> _What you have to do_
Restate word for word the lines from the one containing "Locate every instance of the seated" through the end of the listing below, with both ends included.

> _Given records_
※

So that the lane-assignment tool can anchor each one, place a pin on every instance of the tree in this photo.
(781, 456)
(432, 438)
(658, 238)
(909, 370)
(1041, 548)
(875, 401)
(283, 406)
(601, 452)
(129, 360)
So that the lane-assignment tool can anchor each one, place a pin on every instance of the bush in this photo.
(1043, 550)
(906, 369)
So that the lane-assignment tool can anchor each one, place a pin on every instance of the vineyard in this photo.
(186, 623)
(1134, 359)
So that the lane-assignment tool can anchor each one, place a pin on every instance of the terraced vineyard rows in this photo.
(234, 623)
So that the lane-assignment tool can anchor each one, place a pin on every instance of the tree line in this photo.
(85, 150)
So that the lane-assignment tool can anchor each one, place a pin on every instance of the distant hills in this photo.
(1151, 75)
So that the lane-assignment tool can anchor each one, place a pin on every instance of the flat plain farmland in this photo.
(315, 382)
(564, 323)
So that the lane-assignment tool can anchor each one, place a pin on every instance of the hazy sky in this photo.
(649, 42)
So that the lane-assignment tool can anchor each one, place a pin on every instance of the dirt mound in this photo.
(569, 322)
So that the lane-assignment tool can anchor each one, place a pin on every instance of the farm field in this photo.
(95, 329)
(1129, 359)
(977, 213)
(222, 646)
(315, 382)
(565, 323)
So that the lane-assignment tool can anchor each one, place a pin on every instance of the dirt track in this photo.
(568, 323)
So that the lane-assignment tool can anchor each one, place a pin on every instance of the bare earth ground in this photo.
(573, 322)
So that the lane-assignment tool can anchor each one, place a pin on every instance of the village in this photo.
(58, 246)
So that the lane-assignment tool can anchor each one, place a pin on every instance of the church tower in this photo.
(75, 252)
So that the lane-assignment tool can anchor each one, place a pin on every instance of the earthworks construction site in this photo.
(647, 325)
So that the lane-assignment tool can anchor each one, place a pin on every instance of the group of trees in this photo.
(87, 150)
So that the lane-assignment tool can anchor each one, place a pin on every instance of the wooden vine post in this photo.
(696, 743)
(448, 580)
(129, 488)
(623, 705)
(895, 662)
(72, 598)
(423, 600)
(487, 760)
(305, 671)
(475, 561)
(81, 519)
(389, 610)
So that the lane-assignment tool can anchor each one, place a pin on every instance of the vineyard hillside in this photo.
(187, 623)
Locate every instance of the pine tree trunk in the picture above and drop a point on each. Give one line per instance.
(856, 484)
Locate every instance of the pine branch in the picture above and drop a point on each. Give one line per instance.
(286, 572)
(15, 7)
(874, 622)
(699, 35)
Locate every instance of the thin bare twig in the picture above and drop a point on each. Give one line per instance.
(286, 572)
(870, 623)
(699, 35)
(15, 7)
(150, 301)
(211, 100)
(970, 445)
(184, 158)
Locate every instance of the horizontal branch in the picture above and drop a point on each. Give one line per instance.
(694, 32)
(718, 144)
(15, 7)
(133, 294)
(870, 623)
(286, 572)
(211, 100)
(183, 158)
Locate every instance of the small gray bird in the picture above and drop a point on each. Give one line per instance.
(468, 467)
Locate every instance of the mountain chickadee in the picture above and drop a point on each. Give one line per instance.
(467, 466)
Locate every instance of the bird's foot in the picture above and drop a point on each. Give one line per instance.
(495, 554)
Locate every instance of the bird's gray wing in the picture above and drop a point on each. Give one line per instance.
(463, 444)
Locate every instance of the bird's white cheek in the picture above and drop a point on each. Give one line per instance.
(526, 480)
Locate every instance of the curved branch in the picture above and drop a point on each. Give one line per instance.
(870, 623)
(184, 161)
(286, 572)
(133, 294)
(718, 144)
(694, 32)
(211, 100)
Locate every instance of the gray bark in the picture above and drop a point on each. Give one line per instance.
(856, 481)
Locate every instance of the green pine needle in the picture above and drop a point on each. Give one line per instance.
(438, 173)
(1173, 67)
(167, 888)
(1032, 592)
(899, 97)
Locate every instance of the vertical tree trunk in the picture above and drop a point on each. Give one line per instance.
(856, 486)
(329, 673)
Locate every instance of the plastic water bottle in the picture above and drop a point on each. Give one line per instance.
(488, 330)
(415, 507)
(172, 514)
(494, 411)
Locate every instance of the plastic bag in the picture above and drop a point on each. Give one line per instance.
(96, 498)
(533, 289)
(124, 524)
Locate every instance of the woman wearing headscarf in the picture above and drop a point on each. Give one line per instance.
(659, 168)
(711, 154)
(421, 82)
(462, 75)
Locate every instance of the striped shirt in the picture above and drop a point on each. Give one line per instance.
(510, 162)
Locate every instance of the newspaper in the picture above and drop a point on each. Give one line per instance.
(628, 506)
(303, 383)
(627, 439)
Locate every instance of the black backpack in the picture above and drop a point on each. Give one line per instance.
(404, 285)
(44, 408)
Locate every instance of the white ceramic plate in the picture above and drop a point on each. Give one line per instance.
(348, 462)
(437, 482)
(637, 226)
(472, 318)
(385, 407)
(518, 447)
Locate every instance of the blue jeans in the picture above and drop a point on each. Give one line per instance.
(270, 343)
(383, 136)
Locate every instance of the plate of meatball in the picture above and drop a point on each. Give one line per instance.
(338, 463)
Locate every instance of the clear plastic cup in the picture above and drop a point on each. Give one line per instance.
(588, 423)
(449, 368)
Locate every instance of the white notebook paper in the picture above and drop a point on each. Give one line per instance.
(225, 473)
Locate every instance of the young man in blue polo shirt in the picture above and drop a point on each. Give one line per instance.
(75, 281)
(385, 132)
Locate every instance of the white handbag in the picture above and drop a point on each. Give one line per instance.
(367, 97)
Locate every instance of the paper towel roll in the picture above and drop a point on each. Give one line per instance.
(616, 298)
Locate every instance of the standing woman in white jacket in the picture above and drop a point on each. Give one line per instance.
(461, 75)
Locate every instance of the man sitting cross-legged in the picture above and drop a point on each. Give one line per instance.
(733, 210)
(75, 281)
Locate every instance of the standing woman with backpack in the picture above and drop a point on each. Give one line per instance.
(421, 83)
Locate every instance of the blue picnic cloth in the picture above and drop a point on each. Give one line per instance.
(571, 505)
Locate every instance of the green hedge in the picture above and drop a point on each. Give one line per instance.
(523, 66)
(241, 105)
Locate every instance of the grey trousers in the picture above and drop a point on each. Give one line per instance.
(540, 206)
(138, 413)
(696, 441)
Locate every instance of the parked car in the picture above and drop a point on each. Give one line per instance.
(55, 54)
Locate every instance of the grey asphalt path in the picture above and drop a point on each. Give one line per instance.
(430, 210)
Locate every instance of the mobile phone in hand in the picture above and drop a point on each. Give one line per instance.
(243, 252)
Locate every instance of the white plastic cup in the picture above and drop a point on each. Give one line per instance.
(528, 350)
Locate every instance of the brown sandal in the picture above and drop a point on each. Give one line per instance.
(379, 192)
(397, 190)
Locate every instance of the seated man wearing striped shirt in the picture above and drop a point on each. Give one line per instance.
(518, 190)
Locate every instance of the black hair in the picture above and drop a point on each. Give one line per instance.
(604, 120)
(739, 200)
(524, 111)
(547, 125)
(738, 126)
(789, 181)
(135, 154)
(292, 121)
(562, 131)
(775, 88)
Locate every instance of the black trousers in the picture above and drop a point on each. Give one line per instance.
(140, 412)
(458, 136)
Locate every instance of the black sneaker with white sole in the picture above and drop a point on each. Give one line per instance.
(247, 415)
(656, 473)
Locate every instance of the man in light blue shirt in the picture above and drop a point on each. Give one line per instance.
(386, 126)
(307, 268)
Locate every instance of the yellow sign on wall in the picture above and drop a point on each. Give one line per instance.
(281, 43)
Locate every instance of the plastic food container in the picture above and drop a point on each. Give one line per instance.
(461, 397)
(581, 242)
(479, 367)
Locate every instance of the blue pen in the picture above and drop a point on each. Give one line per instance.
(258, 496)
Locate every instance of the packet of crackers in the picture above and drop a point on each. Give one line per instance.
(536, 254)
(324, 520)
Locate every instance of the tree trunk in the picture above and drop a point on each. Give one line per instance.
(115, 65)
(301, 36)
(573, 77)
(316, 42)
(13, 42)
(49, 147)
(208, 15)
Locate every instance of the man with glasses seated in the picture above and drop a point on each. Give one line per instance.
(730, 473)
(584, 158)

※

> _Task answer_
Locate every instance of the seated man wearing striped shirt in the picture above and drop a point on each. Give one line per instance.
(518, 190)
Locate every instance of the black hair in the picture above and drop a point on each. Give one line per instance.
(604, 120)
(739, 200)
(524, 111)
(547, 125)
(738, 126)
(789, 181)
(135, 154)
(292, 121)
(562, 131)
(775, 88)
Locate every instance of the black trousers in the picture above and drop a point on each. Give one line per instance.
(140, 412)
(458, 136)
Locate every instance of the black sneaker with white sole in the picture above and drop a point on each. Give one line per instance.
(247, 415)
(656, 473)
Locate every instance of the man in light blue shirt in the picture above and drop a point on each. Give one line per instance.
(386, 126)
(307, 268)
Locate every instance of the yellow sign on wall in the picture above and drop a point on each. Give one line per instance.
(281, 43)
Locate every instance of the plastic food container in the picture above and drop a point on each. Give one line per instance.
(461, 397)
(581, 242)
(479, 367)
Locate every instance of the blue pen in the picture above and drop a point on each. Give one line per instance.
(258, 496)
Locate every instance of the packet of crackers in the picture above and drop a point on each. Give one line per instance.
(536, 254)
(324, 520)
Locate every instance of the tree trunk in the picture above and drop a point on each. Give one line per instance.
(115, 65)
(301, 36)
(573, 77)
(316, 42)
(13, 42)
(49, 147)
(208, 15)
Locate every instance of the man with glasses seated in the picture above and drop a point on each. Give one line per instance.
(730, 473)
(584, 158)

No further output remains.